=== BEREITGESTELLTE DATEN ===

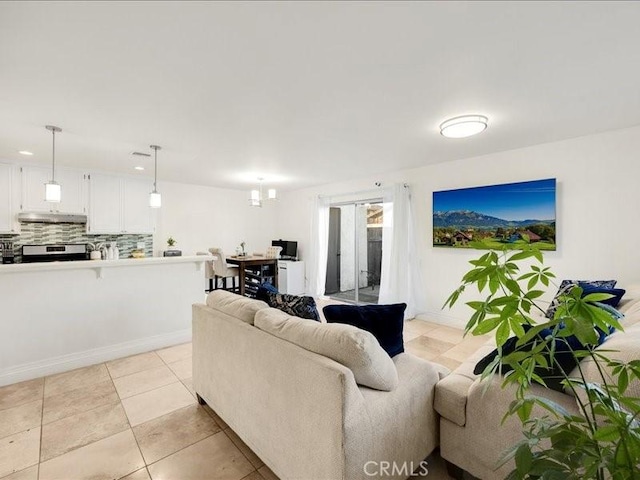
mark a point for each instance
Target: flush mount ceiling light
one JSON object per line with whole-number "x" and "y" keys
{"x": 155, "y": 200}
{"x": 463, "y": 126}
{"x": 256, "y": 198}
{"x": 52, "y": 191}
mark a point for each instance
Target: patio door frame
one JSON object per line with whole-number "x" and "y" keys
{"x": 356, "y": 204}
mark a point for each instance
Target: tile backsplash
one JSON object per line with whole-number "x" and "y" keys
{"x": 43, "y": 233}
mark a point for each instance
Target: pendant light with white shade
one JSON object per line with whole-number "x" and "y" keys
{"x": 256, "y": 198}
{"x": 155, "y": 200}
{"x": 52, "y": 190}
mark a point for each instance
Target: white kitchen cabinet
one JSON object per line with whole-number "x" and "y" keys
{"x": 105, "y": 203}
{"x": 72, "y": 185}
{"x": 137, "y": 213}
{"x": 6, "y": 196}
{"x": 290, "y": 277}
{"x": 119, "y": 204}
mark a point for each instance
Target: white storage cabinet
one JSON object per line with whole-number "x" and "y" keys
{"x": 119, "y": 204}
{"x": 291, "y": 277}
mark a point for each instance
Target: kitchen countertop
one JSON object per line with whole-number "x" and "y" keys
{"x": 99, "y": 265}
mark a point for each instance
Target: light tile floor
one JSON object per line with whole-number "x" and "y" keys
{"x": 137, "y": 418}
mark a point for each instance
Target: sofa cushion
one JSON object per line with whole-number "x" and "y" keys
{"x": 296, "y": 305}
{"x": 452, "y": 391}
{"x": 354, "y": 348}
{"x": 623, "y": 346}
{"x": 563, "y": 358}
{"x": 235, "y": 305}
{"x": 385, "y": 322}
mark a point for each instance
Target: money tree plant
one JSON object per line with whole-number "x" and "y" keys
{"x": 603, "y": 440}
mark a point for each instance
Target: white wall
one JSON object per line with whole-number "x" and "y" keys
{"x": 201, "y": 217}
{"x": 598, "y": 202}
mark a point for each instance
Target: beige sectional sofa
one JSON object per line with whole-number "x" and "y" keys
{"x": 302, "y": 412}
{"x": 472, "y": 436}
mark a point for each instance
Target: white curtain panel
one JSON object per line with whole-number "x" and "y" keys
{"x": 401, "y": 278}
{"x": 319, "y": 246}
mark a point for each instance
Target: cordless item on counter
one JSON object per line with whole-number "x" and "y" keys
{"x": 6, "y": 250}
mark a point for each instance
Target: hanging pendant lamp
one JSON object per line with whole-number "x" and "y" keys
{"x": 52, "y": 190}
{"x": 155, "y": 200}
{"x": 256, "y": 198}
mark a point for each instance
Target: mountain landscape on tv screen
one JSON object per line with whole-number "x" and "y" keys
{"x": 464, "y": 219}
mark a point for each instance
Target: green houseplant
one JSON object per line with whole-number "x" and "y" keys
{"x": 604, "y": 440}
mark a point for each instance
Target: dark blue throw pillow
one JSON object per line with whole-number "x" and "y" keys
{"x": 563, "y": 359}
{"x": 613, "y": 301}
{"x": 385, "y": 322}
{"x": 298, "y": 306}
{"x": 567, "y": 285}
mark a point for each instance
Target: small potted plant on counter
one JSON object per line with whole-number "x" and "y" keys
{"x": 172, "y": 251}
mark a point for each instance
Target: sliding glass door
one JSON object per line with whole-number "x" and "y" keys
{"x": 355, "y": 251}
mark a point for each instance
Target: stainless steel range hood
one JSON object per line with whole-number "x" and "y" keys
{"x": 41, "y": 217}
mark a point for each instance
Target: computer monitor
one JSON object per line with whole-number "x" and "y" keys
{"x": 289, "y": 248}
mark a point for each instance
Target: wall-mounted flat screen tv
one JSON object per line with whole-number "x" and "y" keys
{"x": 496, "y": 216}
{"x": 289, "y": 248}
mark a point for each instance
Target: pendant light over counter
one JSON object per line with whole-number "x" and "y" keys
{"x": 52, "y": 190}
{"x": 155, "y": 199}
{"x": 256, "y": 198}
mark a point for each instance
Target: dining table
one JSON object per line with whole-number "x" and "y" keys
{"x": 254, "y": 270}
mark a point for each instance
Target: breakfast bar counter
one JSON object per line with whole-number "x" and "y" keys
{"x": 57, "y": 316}
{"x": 99, "y": 265}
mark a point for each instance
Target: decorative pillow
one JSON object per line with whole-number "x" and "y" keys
{"x": 235, "y": 305}
{"x": 613, "y": 301}
{"x": 298, "y": 306}
{"x": 384, "y": 321}
{"x": 567, "y": 285}
{"x": 352, "y": 347}
{"x": 266, "y": 286}
{"x": 563, "y": 359}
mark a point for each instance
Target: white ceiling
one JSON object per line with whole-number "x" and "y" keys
{"x": 307, "y": 93}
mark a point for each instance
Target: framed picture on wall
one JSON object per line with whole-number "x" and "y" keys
{"x": 495, "y": 216}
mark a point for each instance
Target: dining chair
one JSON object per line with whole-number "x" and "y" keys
{"x": 209, "y": 274}
{"x": 223, "y": 271}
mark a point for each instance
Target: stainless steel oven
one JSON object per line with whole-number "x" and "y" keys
{"x": 60, "y": 252}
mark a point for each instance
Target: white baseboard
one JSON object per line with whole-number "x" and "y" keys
{"x": 441, "y": 318}
{"x": 63, "y": 363}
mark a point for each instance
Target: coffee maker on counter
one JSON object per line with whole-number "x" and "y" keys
{"x": 6, "y": 251}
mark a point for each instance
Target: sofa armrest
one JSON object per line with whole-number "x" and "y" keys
{"x": 451, "y": 398}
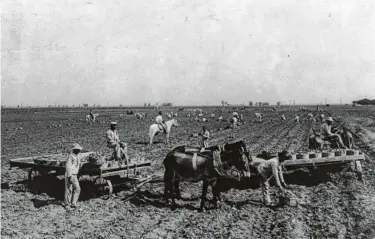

===

:: SCHRIFTLICHE AUFGABE ::
Zähle die Zeilen der obigen Zeilen, die die Zeichenfolge "door" enthalten, und gib nur die Anzahl an. Groß- und Kleinschreibung wird beachtet.

:: ANTWORT ::
2